▶ **EXERCISE OBJECTIVE**
Rewrite all of the data below as a numbered list with one entry per line, skipping blank lines and leaving out the pictures.

+++ RECORD LIST +++

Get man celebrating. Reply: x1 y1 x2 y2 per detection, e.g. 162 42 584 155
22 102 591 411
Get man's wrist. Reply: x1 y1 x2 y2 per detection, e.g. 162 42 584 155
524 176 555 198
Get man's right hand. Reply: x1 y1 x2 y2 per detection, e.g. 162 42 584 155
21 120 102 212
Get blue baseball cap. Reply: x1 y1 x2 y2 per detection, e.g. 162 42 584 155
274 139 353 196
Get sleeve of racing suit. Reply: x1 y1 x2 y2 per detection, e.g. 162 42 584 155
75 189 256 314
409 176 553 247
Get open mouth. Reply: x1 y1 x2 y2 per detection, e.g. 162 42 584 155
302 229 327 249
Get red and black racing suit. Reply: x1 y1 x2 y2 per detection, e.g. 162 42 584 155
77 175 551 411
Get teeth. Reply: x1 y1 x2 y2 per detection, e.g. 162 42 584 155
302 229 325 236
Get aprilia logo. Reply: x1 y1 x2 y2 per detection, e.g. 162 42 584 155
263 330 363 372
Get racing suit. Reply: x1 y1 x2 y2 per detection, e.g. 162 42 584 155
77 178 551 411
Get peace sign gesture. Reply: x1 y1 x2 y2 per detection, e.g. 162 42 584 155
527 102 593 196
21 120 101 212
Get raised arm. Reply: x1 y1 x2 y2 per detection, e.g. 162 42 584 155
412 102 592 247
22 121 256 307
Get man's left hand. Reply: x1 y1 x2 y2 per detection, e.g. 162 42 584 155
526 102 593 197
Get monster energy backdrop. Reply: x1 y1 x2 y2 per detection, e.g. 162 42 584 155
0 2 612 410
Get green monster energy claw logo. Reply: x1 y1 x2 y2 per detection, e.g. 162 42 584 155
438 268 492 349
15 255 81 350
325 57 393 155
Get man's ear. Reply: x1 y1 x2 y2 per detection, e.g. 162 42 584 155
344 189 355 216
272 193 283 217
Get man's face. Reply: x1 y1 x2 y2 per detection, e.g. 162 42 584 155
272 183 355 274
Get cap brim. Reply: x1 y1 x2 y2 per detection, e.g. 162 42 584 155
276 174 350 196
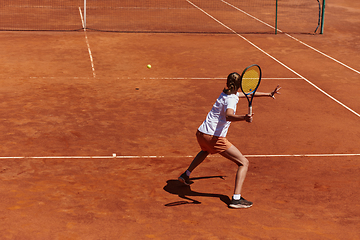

+++

▶ **EXERCISE OUTPUT**
1. Get man celebrating. Reply: x1 y1 x2 y2 per detection, e.g. 162 42 584 155
2. 22 102 591 411
3. Get man's wrist. Reply: x1 y1 x2 y2 per detection, e.g. 162 42 584 155
4. 524 176 555 198
5. Get man's right hand. Reply: x1 y1 x2 y2 per detection, e.g. 162 42 584 155
6. 21 120 102 212
7. Get blue baseball cap. Reply: x1 y1 x2 y2 per detection, e.g. 162 42 584 155
8. 274 139 353 196
9. Get sleeve of racing suit. Reply: x1 y1 x2 y2 per detection, e.g. 162 42 584 155
10. 75 189 256 314
11. 409 176 553 247
12. Get open mouth. Reply: x1 y1 x2 y2 per detection, e.g. 162 42 584 155
13. 302 229 327 249
14. Get red and black racing suit. Reply: x1 y1 x2 y2 per detection, e.g. 162 42 584 155
15. 77 175 551 411
16. Get teeth. Reply: x1 y1 x2 y2 per detection, e.g. 162 42 584 155
17. 302 229 325 236
18. Get aprilia logo. Reply: x1 y1 x2 y2 per detection, e.g. 162 42 584 155
19. 263 330 363 372
20. Get racing suit. Reply: x1 y1 x2 y2 per detection, e.g. 162 42 584 155
21. 77 178 551 411
22. Get peace sign gesture. Reply: x1 y1 x2 y2 per detection, e.g. 162 42 584 155
23. 527 102 593 196
24. 21 120 101 212
25. Get raised arm. Reply: x1 y1 x2 y2 per detection, e.g. 162 42 584 155
26. 412 102 592 247
27. 22 121 256 307
28. Get man's left hand. Reply: x1 y1 x2 y2 per detection, e.g. 162 42 584 155
29. 526 102 593 197
30. Get monster energy backdrop. Reply: x1 y1 x2 y2 per detection, e.g. 162 42 584 155
31. 0 2 612 410
32. Get green monster energy claw logo. Reply: x1 y1 x2 y2 per detection, e.g. 162 42 584 155
33. 438 268 492 349
34. 15 255 81 350
35. 325 57 393 155
36. Get man's ear. Reply: x1 y1 x2 y2 per detection, e.g. 162 42 584 155
37. 344 189 355 216
38. 272 193 283 217
39. Get man's face. Reply: x1 y1 x2 y2 per detection, e.g. 162 42 584 155
40. 272 183 355 274
41. Get cap brim. Reply: x1 y1 x2 y2 per detection, e.g. 162 42 584 155
42. 276 174 350 196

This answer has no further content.